# Polyisocyanurate insulation



## n2omichael (Aug 5, 2012)

I need to sheath my exterior walls with insulation, 1 1/2" would be a perfect thickness and I found some Polysio 4 X 8 sheets that are reasonable. Has anyone used this insulation? I have heard mostly good things so far. Any thoughts?


----------



## joecaption (Nov 30, 2011)

Going to need way more info.
Where are you?
Adding that much insulation on the outside as you suggest is going to effect anything on the outside.
Window and door trim, where the wall meets the soffits,
Would require all new siding, ECT.


----------



## ddsrph (Nov 23, 2013)

n2omichael said:


> I need to sheath my exterior walls with insulation, 1 1/2" would be a perfect thickness and I found some Polysio 4 X 8 sheets that are reasonable. Has anyone used this insulation? I have heard mostly good things so far. Any thoughts?


I am using polyiso in my new construction house on the inside of a steel and concrete filled block construction. I am putting XPS Blueboard against block and polyiso on top of that. The issue you will have to be concerned with is retaining moisture in the walls and getting a good answer will be difficult as experts seem to have differing opinions. Important issues will be what type of siding will go over the polyiso and what kind of covering the polyiso boards have. Some are aluminum foil covered and some has a reinforced paper covering. 

JM


----------



## n2omichael (Aug 5, 2012)

I'm in Ontario, Canada.Right on the St Lawrence, weather would be the same as upstate NY.
Building foundation is 4ft concrete with 4ft knee wall on top. We moved the existing cottage on top of this foundation. The existing cottage was wooden siding, then vinyl siding was added. Since that was 40 years ago we where unable to match the siding, so, we either had to reside the entire building or use vertical siding on the lower half. The bottom of the building sits 1 1/2" away from the top level . The building has plywood sheets over the studs wrapped in blueskin then we planned on using the Polysio under the vertical siding.


----------



## ddsrph (Nov 23, 2013)

N2O
Unless you can get advice from some expert I would go for it. It would be safer to use the paper backed polyiso as the foil backed is more of a vapor barrier. I would make sure that the only vapor barrier material was on inside wall directly behind Sheetrock. I like poly ISO and have bought up a lot for my house project. I got it from a commercial roofing company. They took it off a large building and I bought it for pennies on the dollar. I got some 1 1/2 inch but most is 2 1/2 inch. I am going to have R 35 walls and R 60 ceiling. The two side walls I turned the two by fours flat and the front and rear walls normal framing to better accommodate wiring. The front wall is not block but standard 2 by 6.

# Supplied entries
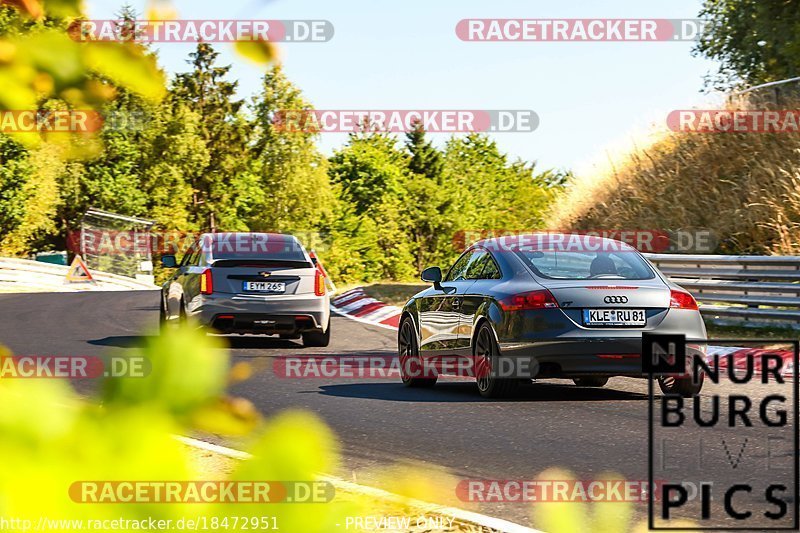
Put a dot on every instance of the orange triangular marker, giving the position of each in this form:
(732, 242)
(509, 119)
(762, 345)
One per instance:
(78, 271)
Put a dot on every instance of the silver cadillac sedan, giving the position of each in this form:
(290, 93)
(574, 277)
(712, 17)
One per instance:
(545, 306)
(256, 283)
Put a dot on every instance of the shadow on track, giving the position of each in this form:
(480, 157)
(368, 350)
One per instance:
(468, 392)
(234, 342)
(122, 341)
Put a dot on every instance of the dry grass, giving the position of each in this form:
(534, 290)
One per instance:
(743, 187)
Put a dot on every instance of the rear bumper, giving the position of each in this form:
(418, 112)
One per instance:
(574, 358)
(231, 313)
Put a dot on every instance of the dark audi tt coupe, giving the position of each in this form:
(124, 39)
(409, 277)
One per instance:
(544, 306)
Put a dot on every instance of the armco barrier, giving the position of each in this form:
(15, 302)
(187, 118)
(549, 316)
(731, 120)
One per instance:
(750, 287)
(27, 274)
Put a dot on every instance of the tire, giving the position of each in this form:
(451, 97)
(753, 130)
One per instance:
(408, 355)
(316, 339)
(682, 386)
(162, 316)
(590, 381)
(486, 354)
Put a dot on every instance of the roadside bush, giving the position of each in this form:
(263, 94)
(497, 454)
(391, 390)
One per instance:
(50, 438)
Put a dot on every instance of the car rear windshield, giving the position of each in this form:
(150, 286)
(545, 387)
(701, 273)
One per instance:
(560, 264)
(258, 248)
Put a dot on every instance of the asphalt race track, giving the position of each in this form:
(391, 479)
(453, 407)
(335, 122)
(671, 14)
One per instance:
(379, 422)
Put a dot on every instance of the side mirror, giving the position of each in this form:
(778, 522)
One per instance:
(169, 261)
(432, 275)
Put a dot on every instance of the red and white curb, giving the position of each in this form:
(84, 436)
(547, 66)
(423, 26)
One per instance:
(739, 357)
(461, 515)
(357, 305)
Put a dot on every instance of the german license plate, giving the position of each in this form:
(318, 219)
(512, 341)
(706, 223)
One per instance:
(614, 317)
(264, 286)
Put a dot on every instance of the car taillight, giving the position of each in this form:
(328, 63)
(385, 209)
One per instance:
(319, 284)
(206, 286)
(681, 300)
(541, 299)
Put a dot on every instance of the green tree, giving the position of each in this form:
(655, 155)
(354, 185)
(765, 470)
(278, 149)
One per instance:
(371, 172)
(214, 184)
(429, 205)
(291, 189)
(754, 41)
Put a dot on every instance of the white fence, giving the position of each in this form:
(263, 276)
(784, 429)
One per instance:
(31, 276)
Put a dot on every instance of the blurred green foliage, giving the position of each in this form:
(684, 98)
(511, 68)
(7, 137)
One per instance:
(754, 42)
(50, 438)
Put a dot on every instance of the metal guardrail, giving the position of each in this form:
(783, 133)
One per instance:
(749, 287)
(49, 277)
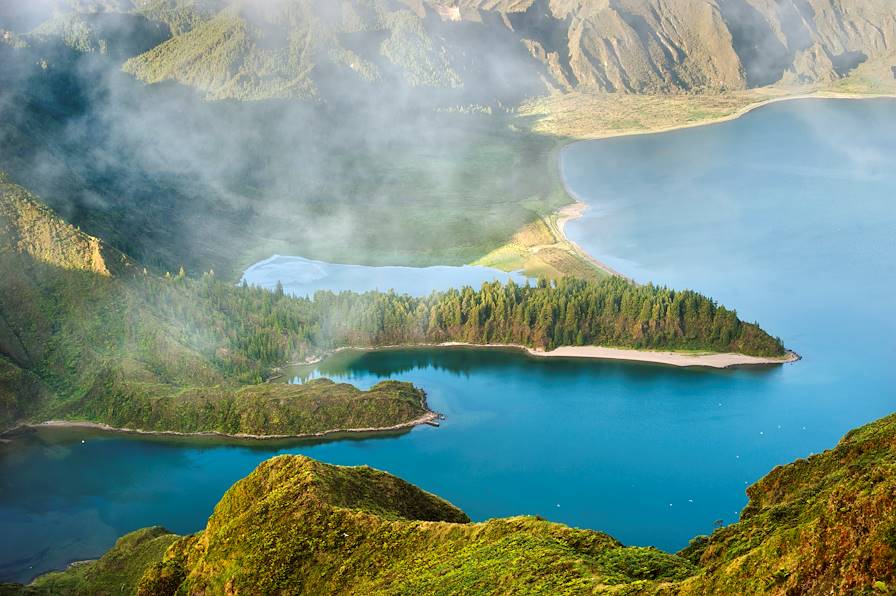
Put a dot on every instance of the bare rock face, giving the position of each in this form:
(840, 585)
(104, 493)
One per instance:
(642, 46)
(471, 51)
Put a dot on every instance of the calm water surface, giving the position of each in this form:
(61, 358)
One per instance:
(787, 214)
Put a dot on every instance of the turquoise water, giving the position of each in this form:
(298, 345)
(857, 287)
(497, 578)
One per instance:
(303, 277)
(786, 214)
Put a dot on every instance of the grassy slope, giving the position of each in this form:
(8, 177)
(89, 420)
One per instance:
(117, 572)
(322, 529)
(315, 407)
(88, 336)
(822, 525)
(364, 185)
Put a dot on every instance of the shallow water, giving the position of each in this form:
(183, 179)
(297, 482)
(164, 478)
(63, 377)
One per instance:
(786, 214)
(303, 277)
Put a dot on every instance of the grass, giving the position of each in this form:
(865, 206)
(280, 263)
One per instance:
(826, 524)
(325, 529)
(267, 410)
(117, 572)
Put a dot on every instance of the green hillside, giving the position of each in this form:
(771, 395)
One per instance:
(821, 525)
(86, 334)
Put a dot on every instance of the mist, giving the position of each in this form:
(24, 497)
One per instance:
(360, 132)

# Short task A
Summarize the polyiso insulation thread in two sentences.
# Short task B
Answer these questions about the polyiso insulation thread, one per line:
(i) Where is the cottage located?
(ii) What two kinds of covering do polyiso boards have?
(iii) From what kind of company did ddsrph get polyiso?

# Full solution A
A cottage owner plans to sheath exterior walls with 1 1/2-inch polyiso sheets and asks for opinions. Replies note that the added thickness affects trim and siding and that moisture retention in the walls is a concern, and one recommends paper-backed over foil-backed polyiso, with the only vapor barrier on the inside wall behind the Sheetrock.

# Full solution B
(i) Ontario, Canada, right on the St Lawrence.
(ii) Aluminum foil and reinforced paper.
(iii) A commercial roofing company.